» TEXTE SOURCE
"""

L’esthétique de l’AUA ne découlait pas de la seule question de l’industrialisation ouverte, qui dans le temps même des bâtiments-manifestes de Paul Bossard à Créteil, de l’Atelier de Montrouge à Ivry ou de Candilis-Josic-Woods à Bagnols-sur-Ceze, aurait été notre réponse à la préfabrication lourde des grands ensembles.
Pourtant dans mon travail, la recherche du standard, de ses assemblages, des marges qu’il nécessite, sont un fil conducteur, marqué que j’étais par l’influence du travail de mon père, graphiste, dont les mises en page typographiques composaient avec des règles : celle des corps et des caractères d’imprimerie.
C’est dans la succession des expériences ou des études que j’ai dans mon travail tenté de dépasser cette apparente contradiction.
En 72, parallèlement à l’étude sur les architectures métalliques de Paris, je construis le CES de Romainville avec des éléments Variel-Dumez : containers à structure béton, préfabriqués en usine avec leurs fenêtres, leurs cloisons peintes, les sols terminés. Ce que cette étude et ce chantier m’apprennent est double : le processus d’assemblage des pièces du catalogue industriel dans les halles du XIX° obéit à d’autres règles que la composition des projets maçonnés. Pendant toutes les années de l’AUA, la question de l’assemblage versus le modelage ancien fut centrale dans nos préoccupations. Cette architecture agglomérant des éléments existants, dont la forme finale est autre que celle d’un bâtiment découpé selon les nécessités de la production répétitive, assemblé par simple addition, est dans son esprit d’une même approche que le modèle Multiplus.
Celui-ci prenait acte de la transformation du mode de production. Ce qui a changé pendant les vingt cinq ans de vie de l’AUA, ce sont les entreprises françaises. Ce qui était possible à Vigneux, Pantin ou Sucy-en-Brie, avec un chantier artisanal, ne l’était plus dans le modèle économique des entreprises générales basé sur un outillage performant, un encadrement compétent et une main d’œuvre immigrée, peu qualifiée et peu payée.
Dans ces conditions nouvelles, tout travail doit se référer au concept de l’œuvre d’art à l’époque de sa reproductibilité technique, cher à W. Benjamin. Il est tout autant technique que formaliste, mais n’est-il pas d’abord formaliste, si l’on entend ce terme comme mise en forme de la nécessité et transformation formelle de la norme ?

"""

[Lignes]
"""

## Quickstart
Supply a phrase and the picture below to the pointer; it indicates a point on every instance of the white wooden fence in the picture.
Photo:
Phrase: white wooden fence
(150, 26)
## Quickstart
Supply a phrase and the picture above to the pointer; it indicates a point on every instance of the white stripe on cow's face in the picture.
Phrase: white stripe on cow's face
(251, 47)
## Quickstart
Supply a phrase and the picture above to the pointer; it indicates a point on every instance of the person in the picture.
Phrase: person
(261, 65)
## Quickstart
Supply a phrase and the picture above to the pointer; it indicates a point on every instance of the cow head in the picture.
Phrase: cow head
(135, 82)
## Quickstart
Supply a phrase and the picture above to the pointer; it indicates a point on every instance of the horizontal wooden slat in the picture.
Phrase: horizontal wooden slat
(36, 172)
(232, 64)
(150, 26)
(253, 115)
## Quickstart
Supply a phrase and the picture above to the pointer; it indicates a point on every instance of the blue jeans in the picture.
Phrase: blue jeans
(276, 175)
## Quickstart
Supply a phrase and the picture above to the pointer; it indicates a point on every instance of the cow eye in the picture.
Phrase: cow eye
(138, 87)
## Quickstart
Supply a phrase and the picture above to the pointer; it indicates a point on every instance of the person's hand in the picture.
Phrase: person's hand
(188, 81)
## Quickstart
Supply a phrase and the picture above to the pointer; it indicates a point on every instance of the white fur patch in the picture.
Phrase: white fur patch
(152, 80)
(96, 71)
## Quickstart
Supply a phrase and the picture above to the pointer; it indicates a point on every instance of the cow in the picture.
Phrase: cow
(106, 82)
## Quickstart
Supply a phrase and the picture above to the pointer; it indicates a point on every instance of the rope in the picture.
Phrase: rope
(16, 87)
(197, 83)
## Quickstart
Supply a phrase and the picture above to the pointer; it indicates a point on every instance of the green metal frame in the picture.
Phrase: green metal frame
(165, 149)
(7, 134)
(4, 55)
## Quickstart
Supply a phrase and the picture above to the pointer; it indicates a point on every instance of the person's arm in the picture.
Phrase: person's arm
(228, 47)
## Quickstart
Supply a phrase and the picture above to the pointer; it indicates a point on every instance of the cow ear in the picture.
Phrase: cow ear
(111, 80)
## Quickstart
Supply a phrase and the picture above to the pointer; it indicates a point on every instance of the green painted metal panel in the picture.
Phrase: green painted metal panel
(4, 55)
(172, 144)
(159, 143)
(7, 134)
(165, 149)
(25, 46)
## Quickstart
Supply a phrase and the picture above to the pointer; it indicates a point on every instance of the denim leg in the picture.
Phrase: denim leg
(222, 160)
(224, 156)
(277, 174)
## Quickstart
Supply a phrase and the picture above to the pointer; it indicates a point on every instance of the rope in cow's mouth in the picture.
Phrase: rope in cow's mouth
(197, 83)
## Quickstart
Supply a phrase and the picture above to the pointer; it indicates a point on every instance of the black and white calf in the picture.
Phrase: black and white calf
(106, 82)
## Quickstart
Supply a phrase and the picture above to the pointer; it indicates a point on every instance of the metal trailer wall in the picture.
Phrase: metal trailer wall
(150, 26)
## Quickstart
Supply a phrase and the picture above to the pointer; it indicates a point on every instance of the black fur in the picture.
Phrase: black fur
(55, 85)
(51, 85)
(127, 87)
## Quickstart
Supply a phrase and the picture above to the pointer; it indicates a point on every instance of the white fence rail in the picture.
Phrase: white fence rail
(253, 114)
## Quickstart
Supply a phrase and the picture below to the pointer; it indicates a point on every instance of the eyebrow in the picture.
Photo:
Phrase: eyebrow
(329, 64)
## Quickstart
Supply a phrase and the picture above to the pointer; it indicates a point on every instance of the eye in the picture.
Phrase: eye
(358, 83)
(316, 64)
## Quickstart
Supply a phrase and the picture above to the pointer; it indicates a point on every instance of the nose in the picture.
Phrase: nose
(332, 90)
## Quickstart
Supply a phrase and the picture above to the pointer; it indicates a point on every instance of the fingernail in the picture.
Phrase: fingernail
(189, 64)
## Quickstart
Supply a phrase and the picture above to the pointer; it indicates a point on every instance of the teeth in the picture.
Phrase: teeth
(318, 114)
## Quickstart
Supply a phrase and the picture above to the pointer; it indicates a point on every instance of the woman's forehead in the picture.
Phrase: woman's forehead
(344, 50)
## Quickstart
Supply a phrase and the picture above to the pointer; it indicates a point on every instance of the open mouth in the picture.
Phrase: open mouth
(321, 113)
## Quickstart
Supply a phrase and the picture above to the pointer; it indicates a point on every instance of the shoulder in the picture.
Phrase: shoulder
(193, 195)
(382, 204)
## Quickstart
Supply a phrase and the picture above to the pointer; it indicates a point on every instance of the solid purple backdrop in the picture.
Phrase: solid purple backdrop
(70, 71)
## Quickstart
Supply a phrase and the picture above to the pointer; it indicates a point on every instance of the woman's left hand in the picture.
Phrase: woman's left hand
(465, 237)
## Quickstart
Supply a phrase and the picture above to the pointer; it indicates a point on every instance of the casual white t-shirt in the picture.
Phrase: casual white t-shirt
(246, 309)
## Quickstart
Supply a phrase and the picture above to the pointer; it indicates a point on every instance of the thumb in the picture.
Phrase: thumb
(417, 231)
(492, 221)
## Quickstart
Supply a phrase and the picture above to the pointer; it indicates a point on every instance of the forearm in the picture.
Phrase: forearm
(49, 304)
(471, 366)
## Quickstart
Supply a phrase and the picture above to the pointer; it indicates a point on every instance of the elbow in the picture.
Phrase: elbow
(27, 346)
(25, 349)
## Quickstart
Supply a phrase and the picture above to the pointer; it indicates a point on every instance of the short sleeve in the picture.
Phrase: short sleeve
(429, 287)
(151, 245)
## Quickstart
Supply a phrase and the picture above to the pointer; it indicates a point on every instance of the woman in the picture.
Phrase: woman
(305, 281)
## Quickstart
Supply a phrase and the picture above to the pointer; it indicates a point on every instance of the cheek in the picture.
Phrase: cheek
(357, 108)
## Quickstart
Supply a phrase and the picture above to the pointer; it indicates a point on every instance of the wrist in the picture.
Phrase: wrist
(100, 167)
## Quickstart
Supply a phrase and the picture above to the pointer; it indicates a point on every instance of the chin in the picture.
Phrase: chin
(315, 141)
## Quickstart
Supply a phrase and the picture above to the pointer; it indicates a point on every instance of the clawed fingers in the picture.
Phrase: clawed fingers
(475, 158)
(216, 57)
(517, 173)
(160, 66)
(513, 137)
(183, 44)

"""

» CONSIGNE
Répondez brièvement d'après le texte sur l'AUA :
1. Quel métier exerçait le père de l'auteur ?
2. Avec quels éléments le CES de Romainville a-t-il été construit ?
3. Combien d'années a duré la vie de l'AUA ?
Les lignes ne sont pas utiles ici.

» RÉPONSE
1. Graphiste.
2. Avec des éléments Variel-Dumez.
3. Vingt-cinq ans.